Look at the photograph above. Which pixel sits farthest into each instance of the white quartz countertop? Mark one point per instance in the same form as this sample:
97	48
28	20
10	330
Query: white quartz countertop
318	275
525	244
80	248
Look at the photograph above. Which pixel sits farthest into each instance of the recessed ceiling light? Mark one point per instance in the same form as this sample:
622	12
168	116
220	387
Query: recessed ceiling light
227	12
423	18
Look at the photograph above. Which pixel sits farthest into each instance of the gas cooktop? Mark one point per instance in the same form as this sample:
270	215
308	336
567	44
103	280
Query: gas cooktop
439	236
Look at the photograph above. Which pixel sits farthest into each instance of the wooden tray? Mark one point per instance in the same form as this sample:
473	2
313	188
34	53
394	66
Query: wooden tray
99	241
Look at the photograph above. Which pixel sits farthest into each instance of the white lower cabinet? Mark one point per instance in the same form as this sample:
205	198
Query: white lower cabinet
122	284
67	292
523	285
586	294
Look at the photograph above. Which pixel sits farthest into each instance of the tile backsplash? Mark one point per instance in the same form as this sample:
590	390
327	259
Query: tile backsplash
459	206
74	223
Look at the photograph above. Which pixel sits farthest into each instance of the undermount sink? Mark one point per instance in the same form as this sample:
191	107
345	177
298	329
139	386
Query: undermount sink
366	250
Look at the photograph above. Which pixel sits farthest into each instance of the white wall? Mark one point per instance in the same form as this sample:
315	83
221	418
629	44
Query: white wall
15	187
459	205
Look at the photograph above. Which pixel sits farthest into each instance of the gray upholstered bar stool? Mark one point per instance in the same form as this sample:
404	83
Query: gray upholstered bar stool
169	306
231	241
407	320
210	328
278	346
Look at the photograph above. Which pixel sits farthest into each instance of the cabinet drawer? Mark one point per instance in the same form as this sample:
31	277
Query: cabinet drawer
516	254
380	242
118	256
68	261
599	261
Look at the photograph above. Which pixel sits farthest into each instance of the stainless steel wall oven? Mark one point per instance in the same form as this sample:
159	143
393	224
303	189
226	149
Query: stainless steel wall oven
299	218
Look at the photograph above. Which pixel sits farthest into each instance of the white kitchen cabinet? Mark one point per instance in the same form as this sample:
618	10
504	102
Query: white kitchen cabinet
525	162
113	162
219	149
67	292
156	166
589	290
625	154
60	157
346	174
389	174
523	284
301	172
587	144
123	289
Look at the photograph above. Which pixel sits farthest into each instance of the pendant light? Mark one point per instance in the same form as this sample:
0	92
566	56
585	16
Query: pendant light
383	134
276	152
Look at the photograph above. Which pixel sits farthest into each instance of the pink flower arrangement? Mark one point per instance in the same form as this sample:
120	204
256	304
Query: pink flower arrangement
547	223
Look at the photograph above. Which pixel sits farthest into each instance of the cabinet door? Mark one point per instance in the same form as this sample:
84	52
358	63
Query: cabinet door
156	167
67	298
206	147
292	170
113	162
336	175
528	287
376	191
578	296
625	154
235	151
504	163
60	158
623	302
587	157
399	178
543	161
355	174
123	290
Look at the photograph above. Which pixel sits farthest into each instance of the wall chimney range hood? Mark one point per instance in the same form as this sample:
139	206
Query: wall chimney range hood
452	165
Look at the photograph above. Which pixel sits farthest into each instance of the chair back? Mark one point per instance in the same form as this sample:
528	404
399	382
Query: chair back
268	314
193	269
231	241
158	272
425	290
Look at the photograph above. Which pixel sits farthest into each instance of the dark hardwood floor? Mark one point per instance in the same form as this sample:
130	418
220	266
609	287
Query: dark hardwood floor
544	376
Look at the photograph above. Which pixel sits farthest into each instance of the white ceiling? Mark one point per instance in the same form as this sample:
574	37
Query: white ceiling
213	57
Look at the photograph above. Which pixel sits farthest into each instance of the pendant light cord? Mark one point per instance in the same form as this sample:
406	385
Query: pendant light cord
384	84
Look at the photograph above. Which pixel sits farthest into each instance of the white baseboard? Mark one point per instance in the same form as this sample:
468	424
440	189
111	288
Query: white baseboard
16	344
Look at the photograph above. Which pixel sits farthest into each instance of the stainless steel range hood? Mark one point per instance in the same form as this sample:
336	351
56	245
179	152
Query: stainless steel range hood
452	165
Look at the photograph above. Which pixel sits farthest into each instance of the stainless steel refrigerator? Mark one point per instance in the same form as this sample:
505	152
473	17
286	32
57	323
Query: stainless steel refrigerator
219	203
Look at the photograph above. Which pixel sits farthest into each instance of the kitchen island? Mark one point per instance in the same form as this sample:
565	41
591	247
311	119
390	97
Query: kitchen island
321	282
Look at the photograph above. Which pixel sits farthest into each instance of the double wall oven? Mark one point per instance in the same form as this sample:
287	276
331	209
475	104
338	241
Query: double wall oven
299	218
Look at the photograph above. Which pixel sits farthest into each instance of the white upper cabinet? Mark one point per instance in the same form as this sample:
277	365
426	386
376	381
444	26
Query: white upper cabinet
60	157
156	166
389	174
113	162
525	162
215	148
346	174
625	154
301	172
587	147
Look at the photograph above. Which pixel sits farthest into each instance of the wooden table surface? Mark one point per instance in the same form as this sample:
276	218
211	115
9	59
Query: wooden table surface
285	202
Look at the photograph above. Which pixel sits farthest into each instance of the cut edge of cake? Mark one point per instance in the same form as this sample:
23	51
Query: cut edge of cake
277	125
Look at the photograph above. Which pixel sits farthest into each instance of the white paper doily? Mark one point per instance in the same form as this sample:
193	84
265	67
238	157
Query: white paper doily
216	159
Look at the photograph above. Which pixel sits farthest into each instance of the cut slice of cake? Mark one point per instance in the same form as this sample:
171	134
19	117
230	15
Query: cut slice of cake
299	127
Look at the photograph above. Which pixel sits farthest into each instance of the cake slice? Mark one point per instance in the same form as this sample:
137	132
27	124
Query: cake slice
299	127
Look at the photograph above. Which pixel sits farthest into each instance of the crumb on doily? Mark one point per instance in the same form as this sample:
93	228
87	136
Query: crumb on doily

Prompt.
All records shown above are to be reproduced without any alteration.

Written answer.
Look at the photograph above. Which pixel sits farthest into each instance of the white quartz countertop? Mark one point per instance in the same form as this sample:
97	48
28	20
10	330
Query: white quartz countertop
318	275
525	244
80	248
Look at the photograph above. Which pixel sits farthest into each instance of the recessed ceiling light? Mark one point per instance in the same form as this sample:
622	12
168	116
220	387
Query: recessed ceiling light
227	12
423	18
Look at the photograph above. Which pixel sits farthest into each instance of the gas cooktop? Mark one point per instance in the same form as this sample:
270	215
308	336
567	44
103	280
Query: gas cooktop
439	236
Look at the photograph above. Which pixel sits farthest into each instance of the wooden tray? Mark one point per instance in the same form as this sample:
473	2
313	188
34	53
394	66
Query: wooden tray
99	241
Look at the photograph above. Which pixel sits farthest into each instance of the white lower cabinet? Mark one point per instance in the same form as this sample:
205	198
Query: white lower cabinet
122	284
67	292
523	285
586	294
Look at the photograph above. Which pixel sits farthest into each instance of the tile backsplash? Mark one point per instance in the same form as this sample:
590	390
327	259
Query: tile backsplash
459	206
74	223
Look at the photograph above. Which pixel sits farthest into each instance of the undermount sink? Mark one point per instance in the same form as this sample:
191	107
345	177
298	329
139	386
Query: undermount sink
366	250
Look at the photograph above. Which pixel sits farthest into each instance of the white wall? Mark one point per instance in the same form as this sample:
315	83
221	418
629	44
Query: white wall
15	187
459	205
Look at the photograph above. Which pixel sits farthest into each instance of the gray upholstered bar stool? Mark one point per instance in the same form as this sample:
404	83
Query: gray upholstered bar stool
169	306
231	241
407	320
210	328
278	346
Look at the photograph above. Which pixel sits farthest into each instance of the cabinet drawer? Mark one point per instance in the same form as this sample:
31	277
Query: cabinet drawer
516	254
380	242
118	256
68	261
599	261
Look at the photograph above. Which pixel sits farthest into each instance of the stainless steel wall oven? Mark one point per instance in the same form as this sample:
159	143
393	224
303	189
226	149
Query: stainless steel wall oven
299	218
Look at the photograph above. Which pixel sits farthest into each instance of the white kitchen cabinet? Mark one point per instance in the same form as this sample:
618	10
504	102
Query: white kitchen cabinet
525	162
113	162
219	149
67	292
156	166
589	290
625	154
60	157
346	174
389	174
523	284
301	172
587	144
123	289
Look at the photograph above. Which pixel sits farthest into each instance of the pendant light? Mark one point per instance in the same form as this sample:
0	92
566	56
585	16
Query: pendant light
383	134
276	152
Look at the photograph above. Which pixel sits farthest into each instance of the pink flower arrangement? Mark one point per instance in the same form as this sample:
120	204
256	304
Query: pink flower arrangement
547	223
Look at the photograph above. Which pixel sits farthest into each instance of the cabinet door? Mark one point per instance in the same form as this sample:
84	52
358	63
Query: cabinet door
156	167
67	298
206	147
292	170
113	162
336	175
528	287
376	191
578	296
625	154
235	151
504	163
60	158
623	302
587	157
399	178
543	161
355	174
123	290
Look at the photograph above. Which pixel sits farthest into each instance of the wall chimney range hood? Mark one point per instance in the same form as this sample:
139	206
Query: wall chimney range hood
452	165
Look at the photograph above. Which pixel sits farthest into each instance of the chair back? Mark one point per instance in the same form as this sample:
528	404
399	382
Query: chair back
268	314
193	269
231	241
158	272
425	290
Look at the photograph above. Which pixel sits farthest into each instance of the dark hardwood floor? Mark one point per instance in the same form as this sample:
130	418
220	266
609	287
Query: dark hardwood floor
544	376
Look at the photograph above. Which pixel sits farthest into each instance of the white ceiling? Mark one point per instance in the same form as this sample:
574	37
Query: white ceiling
213	57
Look at the photograph above. Which pixel sits farthest into each instance of the pendant light cord? Mark one point per instance in the same form as this sample:
406	385
Query: pendant light cord
384	84
Look at the photograph above. Which pixel sits farthest into each instance of the white baseboard? Mark one point per instance in the same form as this sample:
468	424
440	189
111	288
Query: white baseboard
16	344
Look at the photograph above. Which pixel sits farthest into each instance of the stainless steel range hood? Mark one point per instance in the same form as this sample:
336	351
56	245
179	152
Query: stainless steel range hood
452	165
Look at the photograph above. Which pixel sits farthest into each instance of the stainless steel refrigerator? Mark one point per instance in the same form as this sample:
505	152
473	17
286	32
57	323
Query: stainless steel refrigerator
219	203
Look at the photograph above. Which pixel sits farthest into each instance of the kitchen island? Mark one point per instance in the same form as this sample:
565	41
591	247
311	119
390	97
Query: kitchen island
321	282
Look at the photograph above. Which pixel sits farthest into each instance of the double wall oven? Mark one point per instance in the same form as this sample:
287	276
331	209
475	104
338	241
Query: double wall oven
299	218
Look at the photograph above. Which pixel sits farthest into each instance of the white upper cabinet? Mark one point per instance in the same form as this sample:
277	365
426	386
376	381
444	26
Query: white upper cabinet
60	157
156	166
389	174
113	162
525	162
215	148
346	174
625	154
301	172
587	147
Look at the photograph above. Which pixel sits farthest into each instance of the wooden table surface? Mark one point per instance in the same form as this sample:
276	218
211	115
9	59
Query: wooden table surface
285	202
Look at the photograph above. Which pixel sits farthest into each instance of the cut edge of cake? Mark one point per instance in the same form as this sample:
23	51
Query: cut edge of cake
277	125
Look at the photograph above. Which pixel sits farthest into each instance of the white paper doily? Mark one point per instance in the same form as this sample:
193	84
265	67
238	157
Query: white paper doily
216	159
Look at the photograph above. Which pixel sits farthest into each instance of the cut slice of cake? Mark one point per instance in the same form as this sample:
171	134
19	117
230	15
Query: cut slice of cake
299	127
Look at the photograph above. Which pixel sits farthest into each instance of the cake slice? Mark one point per instance in the same form as this sample:
137	132
27	124
Query: cake slice
299	127
Look at the photograph above. Which pixel sits farthest into each instance of the crumb on doily? Mark one point per instance in the same form as this sample:
93	228
87	136
Query: crumb on doily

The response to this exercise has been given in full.